PROBLEMA BREVE 1 → Puoi riportare come elenco numerato, senza righe vuote, i record dalla riga che contiene "Target: palomino pony" fino alla fine dei record, entrambi gli estremi compresi?

ESTRATTO SCELTO →
━━━━━━━━━━━━━━━━

Il censore di Facebook non è un signore con gli occhiali, ma un computer che scandaglia i contenuti e cerca immagini e parole chiave che non gli piacciono. Comprensibile. Sappiamo anche che il social network, come appunto France 24, ha scelto di non far pubblicare video dei bombardamenti francesi. Legittimo. Avere un censore fatto di circuiti stampati presenta però almeno due problemi.
Il traffico di molti siti dipende ormai, anche per volontà e strategia di Google e di Facebook, dai click catturati sui social network. L’immagine qui sotto parla degli Stati Uniti, ma la cosa vale in maniera crescente per tutto il mondo. Il 41% degli americani si informa anche o esclusivamente sul social network
Non poter pubblicare è quindi come non andare in metà delle edicole dove la gente di cercherà. Con un danno in più: se per caso via Facebook indovini un articolo giusto, questo verrà letto molto, molto più del solito e il tuo marchio, la tua rivista, verrà conosciuta da gente che non la conosceva.
Il secondo problema riguarda la censura: un censore, per quanto stolto e bigotto, sa distinguere. Facciamo un esempio religioso da Italia anni ’50. Mettiamo che il censore veda allo stesso tempo un film di ispirazione democristiana sulla vita di un santo e un film provocatorio che sostiene che i vangeli contengono solo balle. Bene, nel primo caso il nostro censore metterà un bollino verde, nel secondo caso imporrà il divieto ai minori e il taglio delle scene più provocatorie. Un algoritmo no. Sceglie alcune parole chiave o immagini e censura. Non ha un cervello stupido, è proprio che non ha un cervello.

━━━━━━━━━━━━━━━━

DATI DEL COMPITO →
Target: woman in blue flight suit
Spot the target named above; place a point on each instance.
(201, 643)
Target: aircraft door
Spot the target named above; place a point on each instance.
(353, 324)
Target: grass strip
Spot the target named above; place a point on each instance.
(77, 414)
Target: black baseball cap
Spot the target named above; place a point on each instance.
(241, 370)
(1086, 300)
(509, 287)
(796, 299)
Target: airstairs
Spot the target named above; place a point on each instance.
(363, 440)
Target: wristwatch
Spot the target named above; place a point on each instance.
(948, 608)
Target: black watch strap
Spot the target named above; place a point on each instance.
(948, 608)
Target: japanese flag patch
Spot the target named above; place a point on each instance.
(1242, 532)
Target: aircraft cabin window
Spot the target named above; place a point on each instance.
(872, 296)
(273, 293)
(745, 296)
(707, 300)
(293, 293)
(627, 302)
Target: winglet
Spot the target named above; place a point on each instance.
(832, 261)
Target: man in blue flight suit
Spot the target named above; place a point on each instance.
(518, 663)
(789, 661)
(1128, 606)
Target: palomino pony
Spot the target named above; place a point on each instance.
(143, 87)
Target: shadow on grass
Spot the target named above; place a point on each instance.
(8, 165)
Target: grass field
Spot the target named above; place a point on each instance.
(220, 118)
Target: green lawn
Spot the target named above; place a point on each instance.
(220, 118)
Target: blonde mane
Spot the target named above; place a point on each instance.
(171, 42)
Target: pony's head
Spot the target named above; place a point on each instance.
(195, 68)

━━━━━━━━━━━━━━━━

PROBLEMA BREVE 2 → Secondo il brano sulla censura di Facebook, quale percentuale di americani si informa anche o esclusivamente sul social network?

RISPOSTA CORRETTA 1 →
1. Target: palomino pony
2. Spot the target named above; place a point on each instance.
3. (143, 87)
4. Target: shadow on grass
5. Spot the target named above; place a point on each instance.
6. (8, 165)
7. Target: grass field
8. Spot the target named above; place a point on each instance.
9. (220, 118)
10. Target: green lawn
11. Spot the target named above; place a point on each instance.
12. (220, 118)
13. Target: blonde mane
14. Spot the target named above; place a point on each instance.
15. (171, 42)
16. Target: pony's head
17. Spot the target named above; place a point on each instance.
18. (195, 68)

RISPOSTA CORRETTA 2 → Il 41%.